------ Text block ------
The main responsibility for securing the safety and health of children and young people rests with adults. All family members and people working on farms are required by law to do everything reasonably practical to ensure the safety and health of children and young people on the farm. It is often believed that farm children understand farm risks, but most children who die in farm accidents are farm children.

The Key Risk Areas to child safety are

  • No safe play area. This is strongly recommended by the Health & Safety Authority for children under 5 years of age. 
  • Lack of supervision. Children require supervision at all times. Always get 2 or 3 days notice when children are bringing home friends from school so as proper supervision is in place.
  • Children driving or operating farm machinery. Children under 16 years of age should not operate self-propelled machinery, power driven machinery with cutting, splitting or crushing mechanisms. Using chemicals should also be considered off limits. Keys should be removed from vehicles and controls left in neutral. Lower any loaders to the ground and apply the hand break.
  • Risks posed by animals. Animals need not be dangerous to pose a danger to children; sheer size can cause serious injury from crushing. Veterinary medicine not securely stored may also cause death. Children should be trained to always wash their hand after being with animals or pets.
  • Stacks of Bales. Children should be discouraged from using bales of any description for playing. It is very easy to fall from stacked bales resulting in serious injury or fall between them leading to suffocation. Make sure there is no evidence of children burrowing under stacked bales. Keep matches in a safe place.
  • Chemicals. Children under 16 should never handle chemicals. Always keep them in their correct containers and securely stored.
  • Drowning – water and slurry. Slurry pits and lagoons should be safely secured. Children should never be in the vicinity during slurry agitation or spreading. Sheep dips and water tanks should be kept covered when not in use.
  • Ladders. Store ladders flat on the ground or on wall brackets to prevent children climbing.
  • Carrying passengers on farm machinery. Be very aware that children can interfere with controls, if left alone in a tractor cab. Many children have been killed falling from the door or rear window of tractors. There is also the possibility of been distracted when doing intricate jobs which is not taken into consideration.
  • Remember farms are not playgrounds. Children will often get into apparently inaccessible places. Make sure you exclude them from potentially dangerous areas. They should not be allowed in farm yards on busy days.

Contractors should always be made aware of the presence of children.
------
» **Problems to work on**:
[A] In the farm child safety guidance, how should ladders be stored to keep children from climbing them?
[B] Summarize the farm child safety guidance in two sentences.
[C] Copy the farm child safety guidance word for word, beginning at the words "The main responsibility" and stopping after "years of age.".
------ Stored data ------
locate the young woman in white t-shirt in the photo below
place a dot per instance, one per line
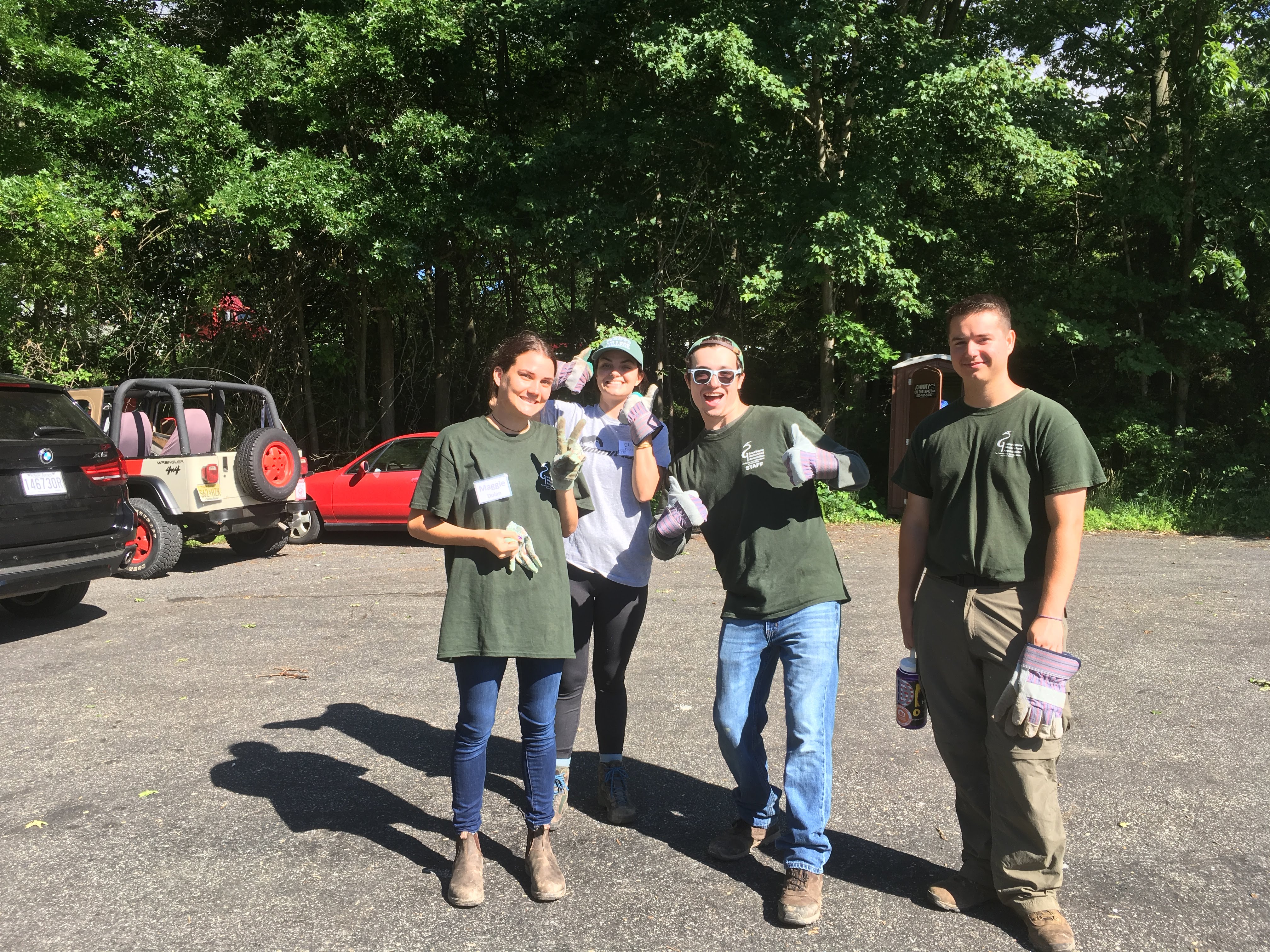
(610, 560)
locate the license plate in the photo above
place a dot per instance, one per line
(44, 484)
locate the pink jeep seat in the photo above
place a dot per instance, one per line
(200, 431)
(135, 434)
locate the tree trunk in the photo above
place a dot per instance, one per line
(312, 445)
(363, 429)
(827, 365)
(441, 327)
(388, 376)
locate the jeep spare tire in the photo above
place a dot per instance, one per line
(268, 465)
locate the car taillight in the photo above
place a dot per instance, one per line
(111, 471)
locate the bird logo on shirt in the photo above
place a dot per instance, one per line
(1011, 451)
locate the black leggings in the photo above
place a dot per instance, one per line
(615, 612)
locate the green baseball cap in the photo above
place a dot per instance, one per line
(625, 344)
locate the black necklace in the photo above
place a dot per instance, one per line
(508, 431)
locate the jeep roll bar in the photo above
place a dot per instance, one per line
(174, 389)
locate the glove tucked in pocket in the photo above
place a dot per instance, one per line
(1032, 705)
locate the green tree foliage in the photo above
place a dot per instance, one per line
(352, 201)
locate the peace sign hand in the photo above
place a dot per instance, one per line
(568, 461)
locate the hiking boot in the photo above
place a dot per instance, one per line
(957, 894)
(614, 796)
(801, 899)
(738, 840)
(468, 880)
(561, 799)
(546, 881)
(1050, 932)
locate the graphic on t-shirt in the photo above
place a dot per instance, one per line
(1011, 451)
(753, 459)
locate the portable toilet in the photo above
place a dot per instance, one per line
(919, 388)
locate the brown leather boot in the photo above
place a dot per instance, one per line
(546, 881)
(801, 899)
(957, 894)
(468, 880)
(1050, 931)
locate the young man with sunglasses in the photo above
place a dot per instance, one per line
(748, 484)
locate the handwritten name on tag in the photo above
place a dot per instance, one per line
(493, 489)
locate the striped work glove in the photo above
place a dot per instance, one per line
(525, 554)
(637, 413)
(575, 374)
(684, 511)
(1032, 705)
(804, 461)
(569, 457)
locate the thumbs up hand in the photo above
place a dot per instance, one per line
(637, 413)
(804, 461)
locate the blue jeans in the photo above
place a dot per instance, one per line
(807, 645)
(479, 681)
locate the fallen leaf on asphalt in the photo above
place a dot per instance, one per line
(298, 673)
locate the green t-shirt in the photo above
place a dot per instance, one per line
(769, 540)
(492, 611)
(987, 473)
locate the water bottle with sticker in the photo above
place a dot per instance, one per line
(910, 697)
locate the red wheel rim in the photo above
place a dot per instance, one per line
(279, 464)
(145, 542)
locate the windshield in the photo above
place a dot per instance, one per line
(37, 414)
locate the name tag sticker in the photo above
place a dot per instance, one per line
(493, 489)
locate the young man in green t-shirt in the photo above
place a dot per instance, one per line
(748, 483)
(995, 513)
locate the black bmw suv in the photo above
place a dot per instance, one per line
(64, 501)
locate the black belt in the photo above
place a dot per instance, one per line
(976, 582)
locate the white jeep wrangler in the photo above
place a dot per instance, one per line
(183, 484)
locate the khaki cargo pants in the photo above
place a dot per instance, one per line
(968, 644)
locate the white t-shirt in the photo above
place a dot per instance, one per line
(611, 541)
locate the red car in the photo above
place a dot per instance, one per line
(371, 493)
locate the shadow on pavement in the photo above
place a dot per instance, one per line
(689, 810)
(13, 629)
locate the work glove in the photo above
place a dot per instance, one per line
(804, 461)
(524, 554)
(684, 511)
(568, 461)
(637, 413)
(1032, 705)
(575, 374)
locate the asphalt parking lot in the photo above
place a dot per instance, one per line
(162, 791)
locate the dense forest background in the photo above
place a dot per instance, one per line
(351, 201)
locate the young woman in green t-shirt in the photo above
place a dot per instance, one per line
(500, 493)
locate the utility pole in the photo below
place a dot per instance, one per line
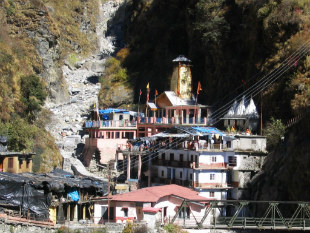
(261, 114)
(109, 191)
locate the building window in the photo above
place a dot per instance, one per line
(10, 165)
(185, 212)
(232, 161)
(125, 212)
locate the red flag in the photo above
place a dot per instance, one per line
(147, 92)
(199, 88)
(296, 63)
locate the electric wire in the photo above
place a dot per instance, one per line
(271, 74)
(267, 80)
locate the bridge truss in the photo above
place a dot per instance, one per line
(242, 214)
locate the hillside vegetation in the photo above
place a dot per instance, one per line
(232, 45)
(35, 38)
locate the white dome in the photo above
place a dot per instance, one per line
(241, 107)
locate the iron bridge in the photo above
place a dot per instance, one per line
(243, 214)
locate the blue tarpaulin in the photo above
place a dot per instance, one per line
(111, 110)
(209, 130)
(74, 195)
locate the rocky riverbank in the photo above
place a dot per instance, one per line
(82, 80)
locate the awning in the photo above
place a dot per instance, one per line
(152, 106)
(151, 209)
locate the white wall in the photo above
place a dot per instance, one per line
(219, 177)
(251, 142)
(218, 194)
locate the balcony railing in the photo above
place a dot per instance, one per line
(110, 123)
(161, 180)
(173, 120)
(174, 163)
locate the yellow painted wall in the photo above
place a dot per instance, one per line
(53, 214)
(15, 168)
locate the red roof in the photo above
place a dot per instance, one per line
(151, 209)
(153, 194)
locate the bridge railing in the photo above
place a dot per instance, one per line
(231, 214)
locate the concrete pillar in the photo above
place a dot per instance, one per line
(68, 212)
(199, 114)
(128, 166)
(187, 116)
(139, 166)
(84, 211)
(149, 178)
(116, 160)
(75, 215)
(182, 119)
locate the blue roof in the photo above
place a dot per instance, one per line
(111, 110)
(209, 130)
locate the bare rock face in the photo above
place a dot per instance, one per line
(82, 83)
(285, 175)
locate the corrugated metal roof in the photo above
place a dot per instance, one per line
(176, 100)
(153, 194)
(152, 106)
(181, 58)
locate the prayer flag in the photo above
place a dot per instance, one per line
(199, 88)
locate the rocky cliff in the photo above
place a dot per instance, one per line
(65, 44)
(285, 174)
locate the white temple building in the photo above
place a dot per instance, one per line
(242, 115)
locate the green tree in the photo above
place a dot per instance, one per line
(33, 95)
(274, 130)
------
» **Responses**:
[A] Flat on the ground or on wall brackets.

[B] Adults bear the main responsibility for the safety and health of children and young people on farms, and family members and farm workers are required by law to do everything reasonably practical to protect them. The key risk areas are no safe play area, lack of supervision, children operating machinery, animals, stacks of bales, chemicals, drowning in water and slurry, ladders, and carrying passengers on farm machinery.

[C]
The main responsibility for securing the safety and health of children and young people rests with adults. All family members and people working on farms are required by law to do everything reasonably practical to ensure the safety and health of children and young people on the farm. It is often believed that farm children understand farm risks, but most children who die in farm accidents are farm children.

The Key Risk Areas to child safety are

  • No safe play area. This is strongly recommended by the Health & Safety Authority for children under 5 years of age.